Exercise goal -> Repeat exactly the lines of the material below that run from the "written like <point>362,292</point>." line to the "written like <point>400,153</point>." line, including both, and do not carry over any pictures.
----
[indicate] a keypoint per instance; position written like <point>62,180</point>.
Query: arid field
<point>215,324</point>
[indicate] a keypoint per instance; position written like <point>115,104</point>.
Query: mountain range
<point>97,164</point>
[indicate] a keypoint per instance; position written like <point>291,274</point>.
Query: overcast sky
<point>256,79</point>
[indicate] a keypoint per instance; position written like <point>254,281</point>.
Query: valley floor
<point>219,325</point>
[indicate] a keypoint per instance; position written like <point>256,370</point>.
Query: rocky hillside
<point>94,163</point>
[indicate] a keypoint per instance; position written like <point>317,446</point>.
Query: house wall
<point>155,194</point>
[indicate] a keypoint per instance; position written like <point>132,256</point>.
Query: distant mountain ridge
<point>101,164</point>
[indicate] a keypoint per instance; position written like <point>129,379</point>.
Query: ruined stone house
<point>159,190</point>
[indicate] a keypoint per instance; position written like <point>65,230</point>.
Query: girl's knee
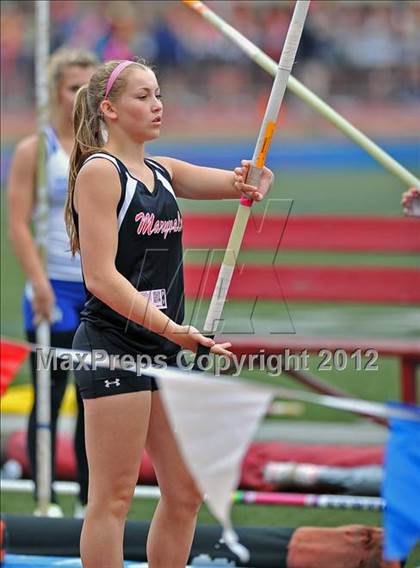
<point>115,501</point>
<point>185,502</point>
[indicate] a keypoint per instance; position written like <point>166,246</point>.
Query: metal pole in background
<point>43,376</point>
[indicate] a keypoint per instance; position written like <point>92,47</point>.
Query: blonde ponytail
<point>87,140</point>
<point>88,127</point>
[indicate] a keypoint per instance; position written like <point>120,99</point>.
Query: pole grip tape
<point>201,351</point>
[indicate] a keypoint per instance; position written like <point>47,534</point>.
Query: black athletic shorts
<point>94,380</point>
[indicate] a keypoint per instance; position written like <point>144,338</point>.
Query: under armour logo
<point>109,383</point>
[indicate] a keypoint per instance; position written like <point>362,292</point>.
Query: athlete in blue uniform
<point>122,214</point>
<point>54,291</point>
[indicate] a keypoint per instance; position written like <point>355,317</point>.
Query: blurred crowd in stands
<point>351,50</point>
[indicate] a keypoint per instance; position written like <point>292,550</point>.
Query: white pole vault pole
<point>43,376</point>
<point>262,146</point>
<point>306,95</point>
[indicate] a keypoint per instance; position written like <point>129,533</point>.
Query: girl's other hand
<point>250,191</point>
<point>189,337</point>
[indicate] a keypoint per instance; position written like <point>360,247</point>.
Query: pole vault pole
<point>305,94</point>
<point>43,376</point>
<point>262,146</point>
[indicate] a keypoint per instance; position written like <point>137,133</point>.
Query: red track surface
<point>379,234</point>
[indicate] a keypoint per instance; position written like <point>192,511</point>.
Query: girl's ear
<point>108,109</point>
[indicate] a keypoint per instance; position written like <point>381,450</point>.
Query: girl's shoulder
<point>162,163</point>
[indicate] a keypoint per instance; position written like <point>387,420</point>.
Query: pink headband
<point>114,75</point>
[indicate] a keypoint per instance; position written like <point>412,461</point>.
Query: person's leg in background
<point>70,297</point>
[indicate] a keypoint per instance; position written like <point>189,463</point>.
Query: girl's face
<point>72,79</point>
<point>138,109</point>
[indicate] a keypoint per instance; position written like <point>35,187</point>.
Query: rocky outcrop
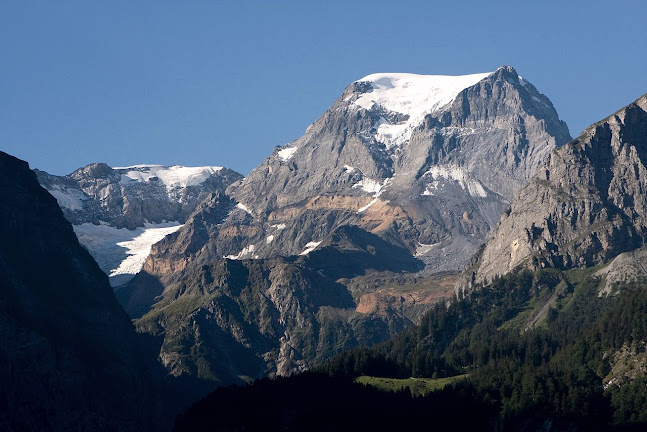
<point>375,188</point>
<point>585,206</point>
<point>69,352</point>
<point>119,213</point>
<point>415,180</point>
<point>131,196</point>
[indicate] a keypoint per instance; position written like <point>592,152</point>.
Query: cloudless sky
<point>223,82</point>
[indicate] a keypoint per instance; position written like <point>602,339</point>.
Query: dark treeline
<point>550,376</point>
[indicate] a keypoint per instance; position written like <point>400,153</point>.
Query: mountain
<point>343,235</point>
<point>69,354</point>
<point>402,156</point>
<point>585,206</point>
<point>119,213</point>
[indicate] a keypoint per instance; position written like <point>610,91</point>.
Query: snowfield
<point>121,253</point>
<point>173,177</point>
<point>410,95</point>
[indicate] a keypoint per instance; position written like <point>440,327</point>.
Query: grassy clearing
<point>417,386</point>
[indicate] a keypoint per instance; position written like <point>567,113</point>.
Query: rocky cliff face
<point>402,156</point>
<point>404,173</point>
<point>69,353</point>
<point>585,205</point>
<point>118,213</point>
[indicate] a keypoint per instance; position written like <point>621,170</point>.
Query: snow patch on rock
<point>310,246</point>
<point>454,173</point>
<point>286,153</point>
<point>242,254</point>
<point>173,177</point>
<point>412,96</point>
<point>121,252</point>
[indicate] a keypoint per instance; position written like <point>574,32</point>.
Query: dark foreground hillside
<point>68,352</point>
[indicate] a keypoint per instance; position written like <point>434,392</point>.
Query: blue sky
<point>223,82</point>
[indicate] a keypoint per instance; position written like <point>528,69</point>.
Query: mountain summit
<point>402,174</point>
<point>426,162</point>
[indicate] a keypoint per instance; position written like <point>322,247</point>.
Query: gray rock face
<point>119,213</point>
<point>231,320</point>
<point>376,187</point>
<point>130,197</point>
<point>585,206</point>
<point>442,181</point>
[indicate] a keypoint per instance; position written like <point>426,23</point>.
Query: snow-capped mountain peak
<point>411,96</point>
<point>172,176</point>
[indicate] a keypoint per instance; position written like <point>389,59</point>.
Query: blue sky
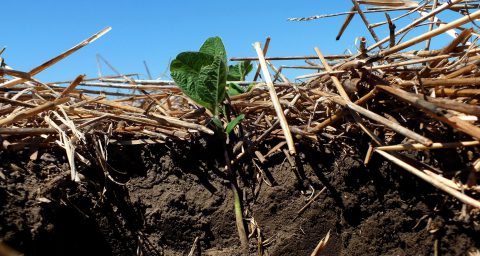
----
Task response ->
[indicate] a keypoint per instance; position written like <point>362,292</point>.
Query: athlete in blue uniform
<point>122,214</point>
<point>54,291</point>
[indicate] a keypoint per instance; position written like <point>355,317</point>.
Query: blurred crowd in stands
<point>351,50</point>
[indicate] a keypoint per instance; position written like <point>292,550</point>.
Query: white pole vault pole
<point>43,376</point>
<point>262,146</point>
<point>306,95</point>
[indicate] a keypoint per instance; position written like <point>129,533</point>.
Query: girl's other hand
<point>250,191</point>
<point>189,337</point>
[indicate] a keypoint per instance; position written like <point>360,247</point>.
Query: pole vault pole
<point>305,94</point>
<point>43,376</point>
<point>262,146</point>
[indicate] a keypoint per instance; position written like <point>137,133</point>.
Query: red track surface
<point>379,234</point>
[indicate] a keypoint per instance; position written like <point>192,511</point>.
Query: girl's ear
<point>108,109</point>
[indicate] a keypoint per instance; position written like <point>381,450</point>.
Query: girl's shoulder
<point>162,163</point>
[indicate] a keypoint per instance; position written like <point>387,420</point>.
Query: pink headband
<point>114,75</point>
[indicate] a keypoint per instance; position written like <point>412,461</point>.
Query: person's leg in background
<point>70,297</point>
[indicate] a keypoint per instance; position written like <point>189,463</point>.
Query: girl's face
<point>72,79</point>
<point>138,109</point>
[indicate] a keypoint per instance; position written like <point>35,187</point>.
Query: rocky outcrop
<point>375,188</point>
<point>585,206</point>
<point>69,352</point>
<point>119,213</point>
<point>415,180</point>
<point>131,196</point>
[indicate] a keypoint per instance; position written like <point>592,152</point>.
Query: cloudless sky
<point>223,82</point>
[indicate] a keypoint per instance; position written like <point>602,339</point>.
Query: dark treeline
<point>550,376</point>
[indicate] a keypoint per instance; position written like <point>400,153</point>.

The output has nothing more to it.